Document passage START

BEIJING — All along, Chinese officials insisted that the Olympics were not about politics, but rather sports. In the end, controversy and scandal haunted those, too.
For all of China’s efforts to carry on the Winter Games with a festive spirit, Beijing 2022 unfolded as a joyless spectacle: constricted by a global health disaster, fraught with geopolitical tensions, tainted once again by accusations of doping and overshadowed by the crisis in Ukraine.
Athletes marched into the Bird’s Nest stadium in Beijing on Sunday night to the sound of Beethoven’s Ninth Symphony, closing the most contentious Olympics in years with a display of traditional Chinese knots, red lanterns and a final burst of fireworks that lighted up a cold, clear night.
Amid the pomp of the closing ceremony, China could celebrate pulling off the Games on schedule, despite everything. It is a success, however, as measured by the low bar of avoiding total disaster.
The International Olympic Committee, which spent years fending off doubts about choosing an authoritarian nation as host, spent much of the past two weeks dodging controversy in Beijing.

Document passage END

_Task A_. In the Beijing Olympics article, what music played as athletes marched into the Bird's Nest stadium?
_Task B_. Rewrite everything in the Beijing Olympics article from "For all of China’s" down to "avoiding total disaster.", renaming "lanterns" as "banners".
Answer using only the Beijing Olympics article.

Dataset entries START

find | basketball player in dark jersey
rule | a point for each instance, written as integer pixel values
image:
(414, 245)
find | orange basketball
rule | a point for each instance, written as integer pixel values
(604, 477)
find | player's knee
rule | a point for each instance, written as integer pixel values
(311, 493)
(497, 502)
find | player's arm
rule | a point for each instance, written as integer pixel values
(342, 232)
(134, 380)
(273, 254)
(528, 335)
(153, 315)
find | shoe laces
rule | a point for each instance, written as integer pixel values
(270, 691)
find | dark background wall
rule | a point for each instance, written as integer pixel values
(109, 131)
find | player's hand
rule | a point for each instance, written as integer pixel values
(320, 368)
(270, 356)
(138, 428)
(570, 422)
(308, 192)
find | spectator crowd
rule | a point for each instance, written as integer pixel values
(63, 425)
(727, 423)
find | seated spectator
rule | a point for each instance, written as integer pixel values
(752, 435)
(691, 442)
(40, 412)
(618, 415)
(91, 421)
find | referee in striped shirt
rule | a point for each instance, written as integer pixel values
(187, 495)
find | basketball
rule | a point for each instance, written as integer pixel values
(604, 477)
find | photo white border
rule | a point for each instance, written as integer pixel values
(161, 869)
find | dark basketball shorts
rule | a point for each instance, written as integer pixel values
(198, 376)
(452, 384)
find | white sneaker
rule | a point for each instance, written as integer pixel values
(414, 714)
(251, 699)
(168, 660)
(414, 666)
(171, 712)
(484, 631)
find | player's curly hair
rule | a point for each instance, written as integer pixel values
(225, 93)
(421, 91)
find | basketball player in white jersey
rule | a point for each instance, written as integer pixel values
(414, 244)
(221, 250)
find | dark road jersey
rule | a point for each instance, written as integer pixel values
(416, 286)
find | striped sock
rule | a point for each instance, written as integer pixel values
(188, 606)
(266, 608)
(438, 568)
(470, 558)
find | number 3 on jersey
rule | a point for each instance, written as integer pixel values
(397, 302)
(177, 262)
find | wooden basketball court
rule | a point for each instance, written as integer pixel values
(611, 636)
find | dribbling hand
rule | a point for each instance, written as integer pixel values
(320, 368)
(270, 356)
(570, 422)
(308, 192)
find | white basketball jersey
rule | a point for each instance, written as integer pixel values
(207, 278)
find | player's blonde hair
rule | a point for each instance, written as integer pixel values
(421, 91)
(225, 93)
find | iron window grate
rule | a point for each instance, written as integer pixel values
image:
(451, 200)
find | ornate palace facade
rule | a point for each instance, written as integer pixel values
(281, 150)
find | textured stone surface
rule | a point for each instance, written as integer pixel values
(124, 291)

Dataset entries END
Dataset entries START

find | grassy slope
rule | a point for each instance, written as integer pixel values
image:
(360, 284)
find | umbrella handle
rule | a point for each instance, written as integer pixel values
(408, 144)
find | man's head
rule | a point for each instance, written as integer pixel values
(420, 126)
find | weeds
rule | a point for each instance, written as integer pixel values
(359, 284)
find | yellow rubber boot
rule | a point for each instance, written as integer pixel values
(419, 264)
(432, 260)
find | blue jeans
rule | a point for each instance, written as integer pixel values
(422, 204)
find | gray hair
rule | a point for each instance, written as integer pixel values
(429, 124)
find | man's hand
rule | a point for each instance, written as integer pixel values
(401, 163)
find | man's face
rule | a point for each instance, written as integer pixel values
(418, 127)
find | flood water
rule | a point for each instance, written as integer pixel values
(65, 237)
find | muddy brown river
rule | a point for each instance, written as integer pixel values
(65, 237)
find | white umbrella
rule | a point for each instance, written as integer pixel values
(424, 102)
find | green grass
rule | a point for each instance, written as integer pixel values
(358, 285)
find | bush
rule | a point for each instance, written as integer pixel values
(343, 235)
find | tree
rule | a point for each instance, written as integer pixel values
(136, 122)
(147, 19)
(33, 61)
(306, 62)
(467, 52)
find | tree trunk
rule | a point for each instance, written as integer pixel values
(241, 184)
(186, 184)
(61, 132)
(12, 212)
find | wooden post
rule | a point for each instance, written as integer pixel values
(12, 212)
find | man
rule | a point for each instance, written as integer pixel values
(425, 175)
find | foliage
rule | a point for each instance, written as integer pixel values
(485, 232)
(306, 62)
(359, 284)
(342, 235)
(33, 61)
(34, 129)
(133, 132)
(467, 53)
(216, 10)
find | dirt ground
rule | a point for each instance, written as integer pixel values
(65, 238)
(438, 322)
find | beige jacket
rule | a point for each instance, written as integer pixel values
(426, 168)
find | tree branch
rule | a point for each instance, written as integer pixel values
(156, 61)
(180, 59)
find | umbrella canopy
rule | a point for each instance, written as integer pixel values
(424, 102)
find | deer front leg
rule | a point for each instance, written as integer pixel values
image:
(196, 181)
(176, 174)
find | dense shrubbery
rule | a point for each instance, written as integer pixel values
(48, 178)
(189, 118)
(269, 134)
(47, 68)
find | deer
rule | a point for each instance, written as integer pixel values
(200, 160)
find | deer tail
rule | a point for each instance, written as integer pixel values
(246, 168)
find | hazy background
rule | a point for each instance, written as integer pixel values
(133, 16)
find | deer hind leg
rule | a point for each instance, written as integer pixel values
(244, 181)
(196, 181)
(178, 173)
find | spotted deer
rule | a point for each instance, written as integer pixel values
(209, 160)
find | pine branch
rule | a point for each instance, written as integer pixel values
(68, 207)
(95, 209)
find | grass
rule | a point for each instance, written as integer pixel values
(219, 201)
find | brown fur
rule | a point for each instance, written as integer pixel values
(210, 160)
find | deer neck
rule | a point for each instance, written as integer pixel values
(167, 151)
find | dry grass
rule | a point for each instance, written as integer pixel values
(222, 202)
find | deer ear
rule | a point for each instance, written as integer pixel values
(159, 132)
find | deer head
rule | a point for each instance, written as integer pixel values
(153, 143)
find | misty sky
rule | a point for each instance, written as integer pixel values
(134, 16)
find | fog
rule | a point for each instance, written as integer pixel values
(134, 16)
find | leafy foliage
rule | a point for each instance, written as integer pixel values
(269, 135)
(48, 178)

Dataset entries END

_Final answer A_. Beethoven's Ninth Symphony.

_Final answer B_.
For all of China’s efforts to carry on the Winter Games with a festive spirit, Beijing 2022 unfolded as a joyless spectacle: constricted by a global health disaster, fraught with geopolitical tensions, tainted once again by accusations of doping and overshadowed by the crisis in Ukraine.
Athletes marched into the Bird’s Nest stadium in Beijing on Sunday night to the sound of Beethoven’s Ninth Symphony, closing the most contentious Olympics in years with a display of traditional Chinese knots, red banners and a final burst of fireworks that lighted up a cold, clear night.
Amid the pomp of the closing ceremony, China could celebrate pulling off the Games on schedule, despite everything. It is a success, however, as measured by the low bar of avoiding total disaster.